● **Your task**: Rewrite the material from its first line through the line containing "x=342 y=411", inclusive, replacing "towel bar" with "towel rack" and leaving everything else unchanged. Return only those lines.

● **Information given**:
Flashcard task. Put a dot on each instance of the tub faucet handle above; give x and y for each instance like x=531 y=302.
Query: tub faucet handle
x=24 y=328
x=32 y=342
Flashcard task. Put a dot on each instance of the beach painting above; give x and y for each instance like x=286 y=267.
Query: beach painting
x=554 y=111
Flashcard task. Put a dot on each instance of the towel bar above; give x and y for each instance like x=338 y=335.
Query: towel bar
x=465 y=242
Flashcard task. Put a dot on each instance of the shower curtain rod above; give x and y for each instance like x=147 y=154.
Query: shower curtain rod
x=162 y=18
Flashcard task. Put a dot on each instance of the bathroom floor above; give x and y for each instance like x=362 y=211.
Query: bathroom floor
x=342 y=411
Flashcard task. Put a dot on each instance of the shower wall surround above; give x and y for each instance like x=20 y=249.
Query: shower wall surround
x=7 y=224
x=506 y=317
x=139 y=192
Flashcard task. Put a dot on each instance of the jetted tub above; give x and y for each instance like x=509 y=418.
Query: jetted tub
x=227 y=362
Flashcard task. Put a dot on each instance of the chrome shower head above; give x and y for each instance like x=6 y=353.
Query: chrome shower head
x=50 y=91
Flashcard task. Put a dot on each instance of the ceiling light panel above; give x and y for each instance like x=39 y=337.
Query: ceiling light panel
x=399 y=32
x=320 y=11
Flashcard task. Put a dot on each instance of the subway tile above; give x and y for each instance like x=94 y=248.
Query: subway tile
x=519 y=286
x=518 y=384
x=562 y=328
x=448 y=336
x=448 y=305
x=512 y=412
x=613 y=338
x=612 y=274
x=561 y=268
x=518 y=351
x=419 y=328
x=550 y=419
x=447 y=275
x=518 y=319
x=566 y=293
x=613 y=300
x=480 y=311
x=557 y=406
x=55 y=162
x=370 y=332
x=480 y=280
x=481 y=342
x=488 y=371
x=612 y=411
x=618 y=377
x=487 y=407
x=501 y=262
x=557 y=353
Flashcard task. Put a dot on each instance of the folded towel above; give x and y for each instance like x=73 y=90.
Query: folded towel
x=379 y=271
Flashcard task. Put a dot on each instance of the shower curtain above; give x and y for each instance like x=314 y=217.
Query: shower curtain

● **Expected answer**:
Flashcard task. Put a dot on each instance of the tub faucet handle above; give x and y for each instance like x=531 y=302.
Query: tub faucet handle
x=24 y=328
x=32 y=342
Flashcard task. Put a dot on each instance of the beach painting above; give x and y for each instance like x=286 y=267.
Query: beach painting
x=554 y=111
Flashcard task. Put a dot on each instance of the towel rack above; give x and y for each instance like x=338 y=335.
Query: towel rack
x=465 y=242
Flashcard task. Put a dot on each instance of the shower curtain rod above; give x and y for each instance like x=147 y=154.
Query: shower curtain rod
x=162 y=18
Flashcard task. Put a dot on each instance of the bathroom floor above; give x and y for each instance like x=362 y=211.
Query: bathroom floor
x=342 y=411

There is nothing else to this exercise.